Let's say the library can produce a Lua function for every external function from the foreign language (based on metadata or other information, that does not matter). Suppose there is an external function "string SetString(string)" that changes some variable and returns the original value.
In the foreign language, returning string is simply returning one pointer, but if I wanted to adapt this function to Lua using my library, I would have to write this code:

local SetString = getfunc("SetString")
SetString("new value")

In this case, the caller wants 0 return values from the function (this information is known at runtime via L->ci->nresults), but the called function has no access to this number. It must always marshal the string in some way and return it, even if the runtime scraps the string immediately afterwards.

I find this occasion suitable for a new API function, lua_numresults, which shall return the number of expected return values. In this case, a non-zero check is all that is needed to optimize the function and prevent unneeded construction of objects.

After asking (https://stackoverflow.com/questions/51931884) about this function, I got another example of a function that returns a number of information about a matrix, and could need to compute both eigenvalues or eigenvectors, or only part of them, depending on the number of results actually needed. One computation can be omitted if its result is not used, decreasing the number of required operations.

I find this solution better than passing another parameter to specify the number of results needed, for three reason. It clutters the parameters of a function with a value that can be provided implicitly, makes it harder to use functional operations like composition, currying etc., and can cause bugs like this one, by having a single information specified in two places:

local old = SetString(0, "new value") -- old is always nil

Another advantage, other than optimization, is debugging. Being able to see if the values of the function will ever be used is useful for functions without any side effects, which could produce a warning if the return value is never used, like in this case:

local str = "apples"
string.gsub(str, "apple", "orange")

It might not be immediately obvious to beginners that is call is nonsensical, and even advanced programmers could sometimes forget that the original string cannot be modified. This case can be caught by the callee, and in some "debug" mode, producing a warning could help a lot.

■ ■ ■

EXERCISES TO COMPLETE →
A) In the Lua proposal, what name is suggested for the new API function?
B) Reproduce the stretch of the Lua proposal from "In the foreign" through "string immediately afterwards.".
C) Using the Lua proposal, decide whether each statement agrees with it, answering yes or no and quoting the deciding words: (i) The number of return values the caller wants is known at runtime. (ii) The writer prefers passing an extra parameter to specify how many results are needed. (iii) In the string.gsub example, the original string can be modified.
The records have no connection to the Lua proposal.

[Entries from a dataset]
■ ■ ■

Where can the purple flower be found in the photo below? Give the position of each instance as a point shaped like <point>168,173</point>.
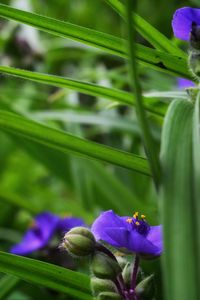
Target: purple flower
<point>183,21</point>
<point>45,226</point>
<point>131,233</point>
<point>184,83</point>
<point>68,223</point>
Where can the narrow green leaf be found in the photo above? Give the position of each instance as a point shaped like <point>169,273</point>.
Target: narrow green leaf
<point>149,143</point>
<point>150,33</point>
<point>80,86</point>
<point>161,61</point>
<point>17,201</point>
<point>179,260</point>
<point>7,285</point>
<point>196,177</point>
<point>65,142</point>
<point>48,275</point>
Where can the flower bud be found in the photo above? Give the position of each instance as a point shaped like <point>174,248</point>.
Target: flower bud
<point>101,285</point>
<point>104,267</point>
<point>79,241</point>
<point>145,288</point>
<point>108,296</point>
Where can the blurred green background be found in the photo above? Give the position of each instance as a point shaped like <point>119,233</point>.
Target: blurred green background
<point>34,178</point>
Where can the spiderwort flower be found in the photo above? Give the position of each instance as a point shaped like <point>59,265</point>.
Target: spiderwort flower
<point>183,21</point>
<point>184,83</point>
<point>131,233</point>
<point>41,232</point>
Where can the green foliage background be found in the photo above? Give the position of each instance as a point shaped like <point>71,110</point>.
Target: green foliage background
<point>71,142</point>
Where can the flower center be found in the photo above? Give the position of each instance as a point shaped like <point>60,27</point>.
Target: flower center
<point>140,225</point>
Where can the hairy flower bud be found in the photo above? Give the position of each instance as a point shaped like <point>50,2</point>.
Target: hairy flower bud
<point>145,288</point>
<point>101,285</point>
<point>79,241</point>
<point>104,267</point>
<point>108,295</point>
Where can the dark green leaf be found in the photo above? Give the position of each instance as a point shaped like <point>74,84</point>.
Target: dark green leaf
<point>161,61</point>
<point>41,273</point>
<point>65,142</point>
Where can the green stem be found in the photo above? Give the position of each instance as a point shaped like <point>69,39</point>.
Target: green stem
<point>149,143</point>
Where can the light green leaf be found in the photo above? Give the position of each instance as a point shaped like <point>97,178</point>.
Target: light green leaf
<point>161,61</point>
<point>80,86</point>
<point>65,142</point>
<point>196,178</point>
<point>60,279</point>
<point>150,33</point>
<point>180,234</point>
<point>17,201</point>
<point>7,284</point>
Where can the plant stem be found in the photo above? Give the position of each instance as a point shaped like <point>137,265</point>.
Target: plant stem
<point>149,143</point>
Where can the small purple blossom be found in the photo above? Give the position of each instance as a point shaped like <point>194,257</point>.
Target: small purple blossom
<point>183,20</point>
<point>184,83</point>
<point>44,227</point>
<point>133,234</point>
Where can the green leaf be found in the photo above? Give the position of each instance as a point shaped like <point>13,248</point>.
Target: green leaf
<point>161,61</point>
<point>80,86</point>
<point>149,143</point>
<point>196,177</point>
<point>65,142</point>
<point>7,284</point>
<point>150,33</point>
<point>180,234</point>
<point>17,201</point>
<point>60,279</point>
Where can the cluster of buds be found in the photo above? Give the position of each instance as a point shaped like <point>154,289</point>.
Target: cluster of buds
<point>111,278</point>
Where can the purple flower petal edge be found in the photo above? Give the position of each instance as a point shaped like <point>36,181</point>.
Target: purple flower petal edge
<point>182,21</point>
<point>117,232</point>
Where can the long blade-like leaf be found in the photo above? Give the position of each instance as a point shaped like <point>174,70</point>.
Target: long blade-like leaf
<point>69,143</point>
<point>150,33</point>
<point>178,203</point>
<point>111,44</point>
<point>51,276</point>
<point>196,177</point>
<point>80,86</point>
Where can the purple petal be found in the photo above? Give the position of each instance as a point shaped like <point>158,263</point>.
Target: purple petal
<point>184,83</point>
<point>182,22</point>
<point>117,232</point>
<point>107,219</point>
<point>68,223</point>
<point>37,237</point>
<point>155,236</point>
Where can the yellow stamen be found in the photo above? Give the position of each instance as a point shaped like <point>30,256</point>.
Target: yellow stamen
<point>129,220</point>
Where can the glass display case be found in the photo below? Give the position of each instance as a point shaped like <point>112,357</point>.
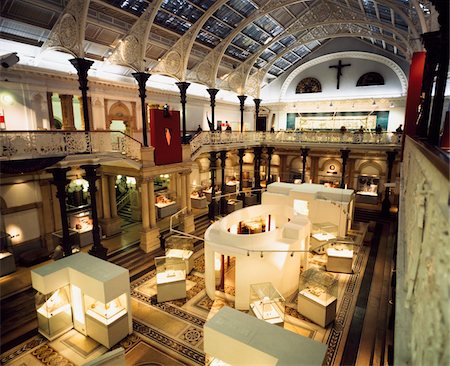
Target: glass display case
<point>54,312</point>
<point>106,313</point>
<point>170,278</point>
<point>317,296</point>
<point>267,303</point>
<point>183,248</point>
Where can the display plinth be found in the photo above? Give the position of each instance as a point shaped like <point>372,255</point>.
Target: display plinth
<point>239,339</point>
<point>233,205</point>
<point>267,303</point>
<point>99,298</point>
<point>186,255</point>
<point>170,278</point>
<point>340,260</point>
<point>7,263</point>
<point>317,296</point>
<point>199,202</point>
<point>166,209</point>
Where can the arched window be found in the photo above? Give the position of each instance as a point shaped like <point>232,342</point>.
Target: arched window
<point>308,85</point>
<point>370,78</point>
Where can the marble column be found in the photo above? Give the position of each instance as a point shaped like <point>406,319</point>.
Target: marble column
<point>242,99</point>
<point>212,207</point>
<point>112,195</point>
<point>151,202</point>
<point>60,181</point>
<point>223,200</point>
<point>67,112</point>
<point>386,204</point>
<point>105,198</point>
<point>212,94</point>
<point>241,153</point>
<point>97,250</point>
<point>344,155</point>
<point>304,156</point>
<point>82,66</point>
<point>257,171</point>
<point>183,85</point>
<point>141,78</point>
<point>270,151</point>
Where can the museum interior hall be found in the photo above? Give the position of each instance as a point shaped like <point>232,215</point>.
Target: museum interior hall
<point>224,182</point>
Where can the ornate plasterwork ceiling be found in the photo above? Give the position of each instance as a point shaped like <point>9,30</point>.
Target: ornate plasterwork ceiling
<point>231,44</point>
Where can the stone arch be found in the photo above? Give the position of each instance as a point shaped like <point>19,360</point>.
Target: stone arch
<point>119,111</point>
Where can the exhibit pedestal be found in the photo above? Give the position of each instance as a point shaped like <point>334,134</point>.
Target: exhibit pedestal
<point>339,261</point>
<point>320,312</point>
<point>150,240</point>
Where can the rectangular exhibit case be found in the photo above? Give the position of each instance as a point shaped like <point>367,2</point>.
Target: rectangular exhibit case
<point>340,257</point>
<point>170,278</point>
<point>54,312</point>
<point>267,303</point>
<point>105,322</point>
<point>317,296</point>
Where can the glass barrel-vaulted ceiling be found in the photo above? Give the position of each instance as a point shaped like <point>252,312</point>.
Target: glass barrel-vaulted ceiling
<point>391,25</point>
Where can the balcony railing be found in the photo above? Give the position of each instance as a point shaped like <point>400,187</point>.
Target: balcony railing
<point>17,145</point>
<point>247,139</point>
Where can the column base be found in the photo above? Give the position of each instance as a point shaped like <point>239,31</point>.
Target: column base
<point>111,226</point>
<point>188,224</point>
<point>150,240</point>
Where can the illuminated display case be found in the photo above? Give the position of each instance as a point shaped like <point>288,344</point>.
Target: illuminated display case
<point>317,296</point>
<point>267,303</point>
<point>54,312</point>
<point>170,278</point>
<point>182,248</point>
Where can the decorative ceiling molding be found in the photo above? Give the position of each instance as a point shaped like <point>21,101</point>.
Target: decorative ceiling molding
<point>351,54</point>
<point>67,34</point>
<point>131,49</point>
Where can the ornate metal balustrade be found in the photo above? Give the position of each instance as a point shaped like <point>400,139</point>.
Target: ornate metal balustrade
<point>17,145</point>
<point>206,141</point>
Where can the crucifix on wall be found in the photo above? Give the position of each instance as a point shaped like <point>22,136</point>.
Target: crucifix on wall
<point>339,68</point>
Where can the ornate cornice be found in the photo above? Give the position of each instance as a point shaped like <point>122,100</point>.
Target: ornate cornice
<point>351,54</point>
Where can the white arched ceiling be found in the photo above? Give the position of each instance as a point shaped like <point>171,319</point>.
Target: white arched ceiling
<point>359,55</point>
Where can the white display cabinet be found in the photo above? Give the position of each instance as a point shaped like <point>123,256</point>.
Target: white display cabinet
<point>98,302</point>
<point>340,257</point>
<point>267,303</point>
<point>54,312</point>
<point>105,322</point>
<point>317,296</point>
<point>170,278</point>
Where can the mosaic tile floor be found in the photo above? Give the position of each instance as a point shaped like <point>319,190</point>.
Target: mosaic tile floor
<point>171,333</point>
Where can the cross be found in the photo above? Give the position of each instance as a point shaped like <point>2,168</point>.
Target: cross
<point>339,68</point>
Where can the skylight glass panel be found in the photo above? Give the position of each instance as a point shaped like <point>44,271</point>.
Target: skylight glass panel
<point>385,13</point>
<point>228,16</point>
<point>172,22</point>
<point>256,33</point>
<point>204,4</point>
<point>369,8</point>
<point>246,43</point>
<point>291,57</point>
<point>287,41</point>
<point>282,64</point>
<point>208,39</point>
<point>136,7</point>
<point>243,7</point>
<point>183,9</point>
<point>217,28</point>
<point>275,71</point>
<point>267,55</point>
<point>276,47</point>
<point>236,53</point>
<point>269,25</point>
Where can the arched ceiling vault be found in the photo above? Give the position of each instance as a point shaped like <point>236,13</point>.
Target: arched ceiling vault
<point>226,43</point>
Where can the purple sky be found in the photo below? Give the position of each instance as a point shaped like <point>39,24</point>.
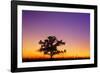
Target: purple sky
<point>73,28</point>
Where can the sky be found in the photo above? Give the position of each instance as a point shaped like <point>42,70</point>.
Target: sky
<point>73,28</point>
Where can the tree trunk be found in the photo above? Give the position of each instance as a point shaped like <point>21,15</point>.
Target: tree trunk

■ ■ ■

THE RESPONSES →
A) lua_numresults

B)
In the foreign language, returning string is simply returning one pointer, but if I wanted to adapt this function to Lua using my library, I would have to write this code:

local SetString = getfunc("SetString")
SetString("new value")

In this case, the caller wants 0 return values from the function (this information is known at runtime via L->ci->nresults), but the called function has no access to this number. It must always marshal the string in some way and return it, even if the runtime scraps the string immediately afterwards.

C)
(i) Yes: "this information is known at runtime via L->ci->nresults"
(ii) No: "I find this solution better than passing another parameter to specify the number of results needed"
(iii) No: "the original string cannot be modified"